(Data items)
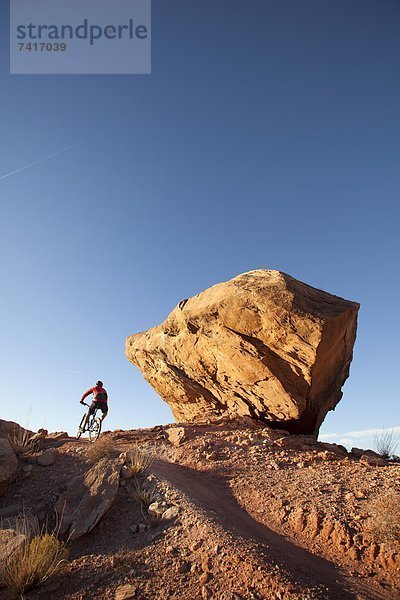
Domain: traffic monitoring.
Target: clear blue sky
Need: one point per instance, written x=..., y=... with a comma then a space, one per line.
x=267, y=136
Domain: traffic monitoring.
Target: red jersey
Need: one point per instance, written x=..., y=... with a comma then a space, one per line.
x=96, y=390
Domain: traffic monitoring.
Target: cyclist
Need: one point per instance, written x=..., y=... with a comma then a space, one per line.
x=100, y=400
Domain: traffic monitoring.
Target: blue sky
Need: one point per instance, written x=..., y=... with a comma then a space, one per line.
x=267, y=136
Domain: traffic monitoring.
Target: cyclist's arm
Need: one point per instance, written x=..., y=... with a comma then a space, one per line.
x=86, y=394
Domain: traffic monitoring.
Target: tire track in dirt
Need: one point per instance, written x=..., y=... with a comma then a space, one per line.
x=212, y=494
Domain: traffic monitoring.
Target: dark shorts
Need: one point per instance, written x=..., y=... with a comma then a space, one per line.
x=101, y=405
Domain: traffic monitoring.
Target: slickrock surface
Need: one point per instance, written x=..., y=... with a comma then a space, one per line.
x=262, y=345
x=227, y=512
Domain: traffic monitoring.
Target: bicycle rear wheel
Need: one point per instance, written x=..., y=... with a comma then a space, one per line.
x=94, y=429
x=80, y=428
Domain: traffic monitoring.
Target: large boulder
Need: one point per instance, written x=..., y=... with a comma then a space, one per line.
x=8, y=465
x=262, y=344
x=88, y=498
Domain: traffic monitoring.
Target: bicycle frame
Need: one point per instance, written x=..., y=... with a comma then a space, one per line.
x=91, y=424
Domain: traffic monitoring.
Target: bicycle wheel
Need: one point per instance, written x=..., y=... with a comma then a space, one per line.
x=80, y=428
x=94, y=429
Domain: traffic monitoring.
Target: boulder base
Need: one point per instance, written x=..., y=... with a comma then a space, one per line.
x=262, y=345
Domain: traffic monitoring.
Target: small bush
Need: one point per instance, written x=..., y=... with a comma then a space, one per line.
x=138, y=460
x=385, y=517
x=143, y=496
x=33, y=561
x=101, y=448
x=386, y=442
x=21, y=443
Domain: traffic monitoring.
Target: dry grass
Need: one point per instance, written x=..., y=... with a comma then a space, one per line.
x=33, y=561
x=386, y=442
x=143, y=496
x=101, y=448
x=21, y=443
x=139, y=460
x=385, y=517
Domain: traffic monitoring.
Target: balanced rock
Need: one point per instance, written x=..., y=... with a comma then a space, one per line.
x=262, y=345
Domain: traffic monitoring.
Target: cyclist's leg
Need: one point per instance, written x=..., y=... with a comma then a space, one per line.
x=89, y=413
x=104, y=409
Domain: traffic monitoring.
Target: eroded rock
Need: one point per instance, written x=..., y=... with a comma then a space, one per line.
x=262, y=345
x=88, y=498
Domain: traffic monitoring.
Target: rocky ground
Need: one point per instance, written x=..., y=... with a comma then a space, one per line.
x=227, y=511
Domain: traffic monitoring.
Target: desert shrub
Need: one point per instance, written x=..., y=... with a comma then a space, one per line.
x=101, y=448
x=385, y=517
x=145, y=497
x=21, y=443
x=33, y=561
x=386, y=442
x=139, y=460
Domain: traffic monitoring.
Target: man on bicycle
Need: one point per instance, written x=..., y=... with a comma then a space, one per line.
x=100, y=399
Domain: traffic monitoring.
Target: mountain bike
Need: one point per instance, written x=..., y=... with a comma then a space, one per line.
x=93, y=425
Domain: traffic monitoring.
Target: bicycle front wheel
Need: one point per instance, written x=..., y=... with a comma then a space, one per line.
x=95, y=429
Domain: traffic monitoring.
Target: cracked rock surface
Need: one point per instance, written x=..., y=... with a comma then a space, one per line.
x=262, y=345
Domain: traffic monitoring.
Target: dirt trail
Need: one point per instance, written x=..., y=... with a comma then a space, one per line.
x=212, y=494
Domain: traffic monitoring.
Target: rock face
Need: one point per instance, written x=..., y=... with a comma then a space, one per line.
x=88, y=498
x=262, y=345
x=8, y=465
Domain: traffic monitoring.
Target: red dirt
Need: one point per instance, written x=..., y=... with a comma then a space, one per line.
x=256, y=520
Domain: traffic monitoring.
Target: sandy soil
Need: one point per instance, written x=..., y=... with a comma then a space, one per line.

- **Exercise prompt**
An exact reprint of the records above is required, with all pictures left out.

- **Task response**
Domain: traffic monitoring.
Target: clear blue sky
Need: one point per instance, written x=..., y=... with a comma then a space, one per line.
x=267, y=136
Domain: traffic monitoring.
Target: red jersey
Need: one point per instance, written x=..., y=... with a comma then a space, one per line.
x=96, y=390
Domain: traffic monitoring.
Target: cyclist
Need: one point per instance, written x=..., y=... with a comma then a space, one per line.
x=100, y=400
Domain: traffic monitoring.
Target: blue sky
Need: one point per instance, written x=..., y=... with a comma then a space, one per line.
x=267, y=136
Domain: traffic monitoring.
Target: cyclist's arm
Need: one point per instance, written x=..., y=... with a comma then a space, one per line.
x=86, y=394
Domain: traffic monitoring.
Target: tire track in dirt
Need: one point per instance, written x=..., y=... with a comma then a space, one per line.
x=212, y=494
Domain: traffic monitoring.
Target: dark shorts
Need: one point per instance, written x=..., y=... with a comma then a space, one per line.
x=101, y=405
Domain: traffic monitoring.
Target: slickrock surface
Need: one point per instance, written x=..., y=... with a comma then a space, one per line.
x=262, y=345
x=227, y=512
Domain: traffic monitoring.
Target: bicycle rear wheel
Need: one point per instance, written x=..., y=... with a comma then a space, one per line.
x=94, y=429
x=80, y=428
Domain: traffic monitoring.
Target: large boulder
Need: one point per instance, written x=..., y=... with a comma then a space, one per line.
x=8, y=465
x=262, y=344
x=88, y=498
Domain: traffic monitoring.
Target: bicycle frame
Need: one point per instance, written x=..., y=... with a comma then a space, one per line.
x=91, y=424
Domain: traffic monitoring.
Target: bicycle wheel
Need: one point per instance, written x=..., y=... with a comma then a space, one per line.
x=80, y=428
x=94, y=429
Domain: traffic monitoring.
Target: boulder base
Need: one point per instance, written x=..., y=... with a comma then a space, one per line.
x=262, y=345
Domain: traffic monitoring.
Target: small bush
Need: one point per instance, written x=..., y=... with a comma then a space, one per line.
x=138, y=460
x=385, y=517
x=143, y=496
x=33, y=561
x=101, y=448
x=386, y=442
x=21, y=443
Domain: traffic monitoring.
Target: dry grass
Need: one point per instance, written x=..., y=... with a comma then a space, one per line.
x=33, y=561
x=386, y=442
x=143, y=496
x=101, y=448
x=21, y=443
x=139, y=460
x=385, y=517
Domain: traffic monitoring.
Target: balanced rock
Need: one point per instance, written x=..., y=... with a comma then a space, one per line.
x=262, y=345
Domain: traffic monitoring.
Target: cyclist's leg
Need: one point per instance, written x=..., y=... with a comma then a space, one per line.
x=89, y=413
x=104, y=409
Domain: traffic monitoring.
Target: eroded rock
Need: one point per instance, written x=..., y=... with a comma then a space, one per line.
x=262, y=345
x=88, y=498
Domain: traffic monitoring.
Target: rocky ground
Need: one point per instance, written x=..., y=... with a comma then a space, one per line.
x=227, y=511
Domain: traffic monitoring.
Target: desert shrub
Need: one point per instance, written x=..., y=... with a comma then a space, one per line.
x=101, y=448
x=385, y=517
x=145, y=497
x=21, y=443
x=33, y=561
x=386, y=442
x=139, y=460
Domain: traffic monitoring.
Target: man on bicycle
Need: one point per instance, written x=..., y=... with a comma then a space, one per line.
x=100, y=399
Domain: traffic monitoring.
Target: mountain bike
Need: one point per instance, written x=..., y=... with a comma then a space, one per line.
x=93, y=425
Domain: traffic monitoring.
Target: bicycle front wheel
Need: one point per instance, written x=..., y=... with a comma then a space, one per line.
x=95, y=429
Domain: traffic monitoring.
Target: cracked rock surface
Need: one point per instance, written x=..., y=... with a comma then a space, one per line.
x=262, y=345
Domain: traffic monitoring.
Target: dirt trail
Need: one point per instance, written x=..., y=... with a comma then a space, one per line.
x=212, y=494
Domain: traffic monitoring.
Target: rock face
Need: one point per instance, written x=..., y=... with a comma then a space, one per line.
x=88, y=498
x=262, y=345
x=8, y=465
Domain: traffic monitoring.
Target: red dirt
Need: one point per instance, written x=..., y=... with a comma then a space, one per line.
x=256, y=520
Domain: traffic monitoring.
Target: sandy soil
Need: one point per instance, written x=..., y=... with a comma then a space, one per line.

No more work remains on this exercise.